Mas, se me absolvêsseis, não cedendo a Anito, se me dissésseis: Sócrates, agora
não damos crédito a Anito, mas te absolveremos, contanto que não te ocupes mais
dessas tais pesquisas e de filosofar, porque, se fores apanhado ainda a fazer
isso, morrerás; se, pois, me absolvêsseis sob tal condição, eu vos diria:
Cidadãos atenienses, eu vos respeito e vos amo, mas obedecerei aos Deuses em
vez de obedecer a vós, e enquanto eu respirar e estiver na posse de minhas
faculdades, não deixarei de filosofar e de vos exortar ou de instruir cada um, quem quer que seja que vier à minha presença,
dizendo-lhe, como é meu costume: Ótimo homem, tu que és cidadão de Atenas, da
cidade mais famosa pelo saber e pelo poder, não te envergonhas de fazer caso do
dinheiro, da glória e das honrarias e, depois, não fazer caso e nada te
importares com a Sabedoria nem com a Verdade?
E, se algum de vós protestar e
prometer cuidar, não o deixarei já, nem irei embora, mas o interrogarei e o
examinarei e o convencerei e, em qualquer momento que pareça que não possui
virtude, convencido de que a possuo, o reprovarei, porque faz pouquíssimo caso
das coisas de grandíssima importância e grande caso das parvoíces. E isso o
farei com quem quer que seja que me apareça, seja jovem ou velho, forasteiro ou
cidadão, tanto mais com os cidadãos quanto mais me sejam vizinhos por
nascimento.
Isso justamente é o que me manda o
Deus, e vós o sabeis, e creio que nenhum bem maior tendes na cidade, maior que este
meu serviço do Deus.

--

TAREFAS E EXERCÍCIOS:
**1.** Responda sim ou não se cada afirmação concorda com o trecho sobre Sócrates, citando as palavras do trecho que decidem: (a) o orador promete deixar de filosofar caso seja absolvido; (b) o orador diz que agirá assim com jovens e velhos, forasteiros e cidadãos; (c) o orador afirma que obedecerá aos cidadãos atenienses antes dos Deuses.
**2.** Continue o trecho sobre Sócrates a partir da última frase apresentada.

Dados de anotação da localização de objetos

--

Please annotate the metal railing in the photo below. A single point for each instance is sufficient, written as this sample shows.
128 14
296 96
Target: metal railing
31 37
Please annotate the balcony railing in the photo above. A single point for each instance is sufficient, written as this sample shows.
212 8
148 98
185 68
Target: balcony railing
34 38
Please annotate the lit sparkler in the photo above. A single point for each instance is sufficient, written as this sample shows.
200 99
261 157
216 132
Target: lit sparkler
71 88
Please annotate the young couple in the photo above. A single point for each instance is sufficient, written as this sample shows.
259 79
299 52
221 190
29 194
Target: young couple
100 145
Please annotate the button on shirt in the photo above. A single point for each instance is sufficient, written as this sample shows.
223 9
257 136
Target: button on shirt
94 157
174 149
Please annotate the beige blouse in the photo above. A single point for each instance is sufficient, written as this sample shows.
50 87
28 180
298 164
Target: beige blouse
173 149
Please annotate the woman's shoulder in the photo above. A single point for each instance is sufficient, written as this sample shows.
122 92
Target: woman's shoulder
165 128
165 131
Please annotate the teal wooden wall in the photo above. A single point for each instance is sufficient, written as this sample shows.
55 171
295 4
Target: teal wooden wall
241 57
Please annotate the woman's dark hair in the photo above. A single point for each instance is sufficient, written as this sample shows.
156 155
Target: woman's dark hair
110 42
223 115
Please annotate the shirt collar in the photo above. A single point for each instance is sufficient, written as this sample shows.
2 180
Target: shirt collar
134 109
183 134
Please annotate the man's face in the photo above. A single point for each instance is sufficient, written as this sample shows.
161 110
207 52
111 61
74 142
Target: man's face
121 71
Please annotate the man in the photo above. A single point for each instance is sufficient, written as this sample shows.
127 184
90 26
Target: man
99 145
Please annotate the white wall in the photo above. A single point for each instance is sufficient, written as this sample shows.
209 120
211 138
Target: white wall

--

RESPOSTAS DOS EXERCÍCIOS:
**1.**
(a) Não: "não deixarei de filosofar".
(b) Sim: "seja jovem ou velho, forasteiro ou cidadão".
(c) Não: "obedecerei aos Deuses em vez de obedecer a vós".

**2.**
Por toda parte eu vou persuadindo a
todos, jovens e velhos, a não se preocuparem exclusivamente, e nem tão ardentemente,
com o corpo e com as riquezas, como devem preocupar-se com a alma, para que ela
seja quanto possível melhor, e vou dizendo que a virtude não nasce da riqueza,
mas da virtude vem, aos homens, as riquezas e todos os outros bens, tanto
públicos como privados.
Se, falando assim, eu corrompo os
jovens, tais raciocínios são prejudiciais; mas se alguém disser que digo outras
coisas que não essas, não diz a verdade. Por isso vos direi, cidadãos atenienses,
que secundado Anito ou não, absolvendo-me ou não, não farei outra coisa, nem
que tenha de morrer muitas vezes.
XVII
Não façais rumor, cidadãos
atenienses, mas perseverai no que vos estou dizendo, isto é, não vocifereis
pelas coisas que vos digo, mas ouvi-me; pois escutando-me, penso que tirareis proveito.
Aqui estou para vos dizer algumas
outras coisas, e talvez, por isso, levantareis a voz, mas não o deveis fazer.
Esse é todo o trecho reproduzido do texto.